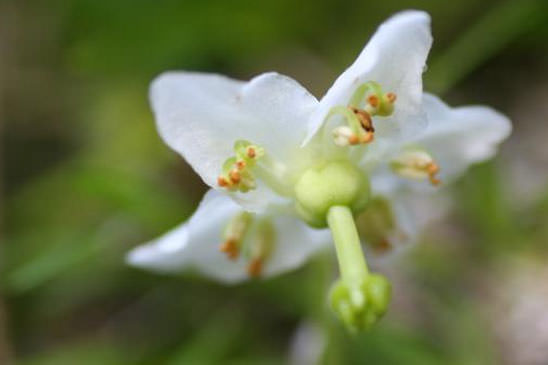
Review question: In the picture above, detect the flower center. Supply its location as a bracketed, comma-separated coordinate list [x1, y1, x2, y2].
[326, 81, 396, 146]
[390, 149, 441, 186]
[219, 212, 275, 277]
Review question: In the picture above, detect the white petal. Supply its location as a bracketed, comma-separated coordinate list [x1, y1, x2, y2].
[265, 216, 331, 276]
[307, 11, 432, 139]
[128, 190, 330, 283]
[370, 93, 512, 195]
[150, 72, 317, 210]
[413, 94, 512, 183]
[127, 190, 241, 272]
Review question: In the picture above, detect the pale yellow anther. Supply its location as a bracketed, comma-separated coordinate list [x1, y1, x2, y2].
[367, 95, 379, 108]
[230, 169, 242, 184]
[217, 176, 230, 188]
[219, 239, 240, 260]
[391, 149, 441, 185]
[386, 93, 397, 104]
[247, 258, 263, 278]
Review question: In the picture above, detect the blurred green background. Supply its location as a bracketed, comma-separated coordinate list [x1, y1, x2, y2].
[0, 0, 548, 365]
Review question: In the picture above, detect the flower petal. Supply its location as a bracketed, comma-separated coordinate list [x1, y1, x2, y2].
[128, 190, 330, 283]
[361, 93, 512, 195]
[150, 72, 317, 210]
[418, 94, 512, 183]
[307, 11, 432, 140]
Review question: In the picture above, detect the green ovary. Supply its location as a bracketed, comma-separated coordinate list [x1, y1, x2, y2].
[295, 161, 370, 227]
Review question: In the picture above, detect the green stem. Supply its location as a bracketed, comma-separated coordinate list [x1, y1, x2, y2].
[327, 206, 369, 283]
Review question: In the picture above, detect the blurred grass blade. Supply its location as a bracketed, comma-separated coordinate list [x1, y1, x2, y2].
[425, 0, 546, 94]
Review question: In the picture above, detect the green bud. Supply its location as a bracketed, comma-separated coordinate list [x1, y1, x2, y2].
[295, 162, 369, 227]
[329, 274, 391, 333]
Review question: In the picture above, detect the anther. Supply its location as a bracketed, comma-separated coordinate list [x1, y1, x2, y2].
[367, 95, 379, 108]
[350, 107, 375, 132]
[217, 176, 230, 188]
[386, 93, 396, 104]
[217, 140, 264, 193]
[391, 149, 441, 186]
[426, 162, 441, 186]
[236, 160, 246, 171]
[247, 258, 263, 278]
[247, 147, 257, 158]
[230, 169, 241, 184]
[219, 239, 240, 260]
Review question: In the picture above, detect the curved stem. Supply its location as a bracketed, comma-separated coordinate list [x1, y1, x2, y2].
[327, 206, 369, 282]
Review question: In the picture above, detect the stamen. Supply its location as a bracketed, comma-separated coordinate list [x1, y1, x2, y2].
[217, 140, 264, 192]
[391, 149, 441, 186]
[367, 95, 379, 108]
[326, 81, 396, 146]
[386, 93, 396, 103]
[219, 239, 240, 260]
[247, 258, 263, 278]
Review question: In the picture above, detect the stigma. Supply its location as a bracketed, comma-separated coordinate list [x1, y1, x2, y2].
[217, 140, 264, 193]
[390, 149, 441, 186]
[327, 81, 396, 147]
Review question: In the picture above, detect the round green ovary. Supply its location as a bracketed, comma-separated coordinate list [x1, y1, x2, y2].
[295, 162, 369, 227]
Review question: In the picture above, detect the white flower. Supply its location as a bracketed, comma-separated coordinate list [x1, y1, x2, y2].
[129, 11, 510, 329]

What to do: Copy the data above from its beginning through the line that contains "[329, 274, 391, 333]", both ends included, adding 96 to every bounding-box coordinate and leaving all other text unchanged. Omit the pictures from your answer.

Correct output:
Review question: In the picture above, detect the flower center. Supply its location as a bracketed, comma-separated coordinate list [x1, y1, x2, y2].
[422, 177, 492, 242]
[486, 245, 537, 282]
[315, 308, 371, 373]
Review question: In the picture above, detect the white petal. Supply its location as a bracketed, comma-separated coordinate list [x1, y1, x2, y2].
[361, 312, 427, 372]
[403, 107, 528, 235]
[224, 286, 426, 379]
[466, 189, 608, 291]
[246, 168, 413, 306]
[509, 190, 608, 279]
[223, 286, 337, 368]
Review question: In the picture above, detect the pale yellow anther. Supply its location as a bracketed, comma-separated coordinate list [x1, y1, x2, y2].
[463, 191, 475, 204]
[326, 265, 338, 280]
[313, 272, 326, 284]
[315, 335, 336, 356]
[487, 245, 537, 281]
[482, 189, 493, 200]
[343, 354, 359, 374]
Review question: In the picture above, detect the blurred green background. Supply its location as a bracketed, comma-separated coordinate list [x1, y1, x2, y2].
[96, 96, 644, 461]
Review question: In the picture above, detect the flower petal. Supply its location as a bracketed, comma-separated coordinate list [x1, y1, x2, y2].
[224, 286, 426, 379]
[457, 189, 608, 291]
[246, 168, 413, 306]
[514, 190, 608, 279]
[403, 107, 528, 236]
Review question: In the picture above, detect the green ovary. Supply its location as a bracketed, comma-separated coordinate list [x1, y1, x2, y2].
[391, 257, 466, 323]
Review question: In the picture above, detect the green stem. Supply its location as a bracketed, comma-separated coordinate list [x1, y1, x2, y2].
[423, 302, 465, 379]
Review question: In the picture above, detect the blurred grass blade. Supply its location as a bracketed, comma-separated coordinate list [x1, y1, x2, y2].
[521, 96, 642, 190]
Review question: In the picture above, detect the green bud. Supply its location as a bracketed, comma-separated coordinate list [x1, y1, x2, y2].
[391, 258, 465, 323]
[425, 370, 487, 429]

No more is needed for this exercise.